WORK ITEM
Using the film passage, answer each question on its own line.
(a) Whose mother saves Rajee when she tries to drown herself in the sea?
(b) Which actor plays Roopa?
(c) What did Vasan leave out of the final cut?

PASSAGE PROVIDED
==================================================

In the meantime, the doctor performs the surgery, and Rajee regains eyesight. She is longing to see Ramu, but she has not heard any news about him. Ramu tries to escape from the prison and gets caught, causing his sentence to be extended. Rajee's aunt, who was her only support, dies. The house owner tries to advance on the helpless Rajee, causing her distress to the point that she decides to end her life by drowning herself in the sea. At the nick of time, an unknown woman saves her. She finds out the woman is none other than the doctor's mother, who takes Rajee home and agrees to let her begin working as a nurse for the doctor.

The doctor starts falling in love with Rajee, but her mind is filled with Ramu. Another woman, Roopa, has a one-sided love with the doctor. She finds the doctor is interested in Rajee and precipitates matters. The doctor opens his heart to Rajee, causing her to feel torn between love and gratitude. She decides to leave the doctor's place, but the mother intercepts and pleads with Rajee to marry her son for the sake of his happiness. Rajee marries the doctor and bears a son, whom she names Ramu.

Eventually, Ramu is released from prison, and he comes to the doctor's place to find out whether Rajee got her eyesight back. When he comes to the doctor's house, Rajee is at the threshold, looking at Ramu. Because he now looks like a beggar, she does not recognize him. When their eyes meet, the events of the day make him realize that her love for him has not diminished over the years. Rajee presents him a flower, which he accepts and fades out of her life with joy, without identifying himself to her.

== Cast ==
Cast according to the opening credits of the film and song book

- T. R. Ramachandran as Ramu
- Sriranjani as Raji
- Sriram as Doctor Ragunath
- S. V. Ranga Rao as Rich Man
- T. P. Muthulakshmi as Sundari
- Chandra Babu as Boxing Fan
- P. Vasundhara as Roopa
- S. Venkat as Referee
- T. S. Velayutham as Kannaiah
- T. N. Meenakshi as Doctor's mother
- G. V. Sharma as Worker
- K. R. Chellam as Raji's aunt
- K. S. Hariharan as Municipal Chairman

- V. K. Achari as Chandamarudha Singam
- Jagadeesan as Boxing Fan
- P. Susheela as Sheela
- Ganapathi Bhat as Policeman
- S. R. Lakshmi as Kumari Mohana
- T. S. B. Rao as Dharvan
- T. E. Krishnamachari as Magistrate
- V. P. S. Mani as Inspector
- V. T. Kalyanam as Kailasam
- P. K. Krishnan as Boxer
- T. N. Govindarajan as Policeman
- Master Krishnamoorthi as Baby Ramu
- Vimala as Housemaid

- Dance
- Roy Chowdhury, Balaraman, Jayaraman, Kantha, Rajeswari, Chellam, Chandra, Jamuna, Chokkamma, Saroja, Sakunthala
- Gemini Boys and Girls

== Production ==
The film was produced by S. S. Vasan, owner of Gemini Studios, and directed by K. J. Mahadevan. He made Rajee En Kanmani, an adaptation of the 1931 Charlie Chaplin film City Lights. Mahadevan stuck to the original storyline of City Lights for the most part, and included the dream ballet executed by Chaplin in his film. However, Vasan felt it was too "highbrow" and did not include it in the final cut of the film.

==================================================

EXTRACTED RECORDS

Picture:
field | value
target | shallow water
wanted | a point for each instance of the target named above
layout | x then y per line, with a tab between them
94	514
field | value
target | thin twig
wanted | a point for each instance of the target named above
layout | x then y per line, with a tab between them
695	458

==================================================

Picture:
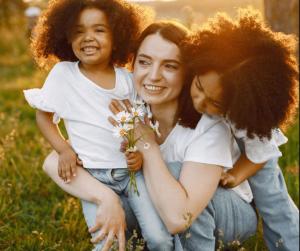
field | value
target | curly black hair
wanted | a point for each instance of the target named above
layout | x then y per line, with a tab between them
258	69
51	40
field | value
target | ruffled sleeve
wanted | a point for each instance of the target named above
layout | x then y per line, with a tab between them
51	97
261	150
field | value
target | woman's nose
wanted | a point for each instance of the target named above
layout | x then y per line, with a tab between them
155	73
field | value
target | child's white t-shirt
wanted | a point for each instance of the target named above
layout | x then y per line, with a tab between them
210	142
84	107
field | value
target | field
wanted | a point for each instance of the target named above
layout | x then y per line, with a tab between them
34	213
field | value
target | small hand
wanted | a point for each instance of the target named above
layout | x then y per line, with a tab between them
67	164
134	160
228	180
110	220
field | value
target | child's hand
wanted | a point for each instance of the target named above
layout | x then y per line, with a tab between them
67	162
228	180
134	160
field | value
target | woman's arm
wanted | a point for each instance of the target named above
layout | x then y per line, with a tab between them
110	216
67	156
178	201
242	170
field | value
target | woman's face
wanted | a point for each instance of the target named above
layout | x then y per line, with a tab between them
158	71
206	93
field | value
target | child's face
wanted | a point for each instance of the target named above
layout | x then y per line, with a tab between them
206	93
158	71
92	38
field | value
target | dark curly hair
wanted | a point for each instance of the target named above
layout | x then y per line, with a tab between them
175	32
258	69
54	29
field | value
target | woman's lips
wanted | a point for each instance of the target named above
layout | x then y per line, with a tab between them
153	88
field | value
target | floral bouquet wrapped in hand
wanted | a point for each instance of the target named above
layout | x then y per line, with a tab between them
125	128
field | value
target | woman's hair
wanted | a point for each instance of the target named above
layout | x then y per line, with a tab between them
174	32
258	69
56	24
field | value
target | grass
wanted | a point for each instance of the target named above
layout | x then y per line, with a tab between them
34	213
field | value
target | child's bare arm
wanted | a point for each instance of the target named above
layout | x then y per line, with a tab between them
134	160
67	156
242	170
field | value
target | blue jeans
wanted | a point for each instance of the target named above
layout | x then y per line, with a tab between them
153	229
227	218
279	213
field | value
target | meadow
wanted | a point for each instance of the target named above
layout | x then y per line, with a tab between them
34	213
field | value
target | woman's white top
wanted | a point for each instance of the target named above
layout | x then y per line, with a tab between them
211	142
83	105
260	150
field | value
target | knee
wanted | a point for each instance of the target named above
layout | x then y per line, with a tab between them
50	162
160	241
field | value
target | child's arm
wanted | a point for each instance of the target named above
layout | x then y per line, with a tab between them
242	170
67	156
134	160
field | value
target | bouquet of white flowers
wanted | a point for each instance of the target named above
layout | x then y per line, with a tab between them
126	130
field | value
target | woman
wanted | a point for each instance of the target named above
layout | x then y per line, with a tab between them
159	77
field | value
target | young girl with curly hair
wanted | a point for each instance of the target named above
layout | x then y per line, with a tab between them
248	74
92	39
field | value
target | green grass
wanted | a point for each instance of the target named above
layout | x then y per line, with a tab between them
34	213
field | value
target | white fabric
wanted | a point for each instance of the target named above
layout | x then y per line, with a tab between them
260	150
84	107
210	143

==================================================

ANSWER TO THIS EXERCISE
(a) The doctor's mother.
(b) P. Vasundhara.
(c) The dream ballet.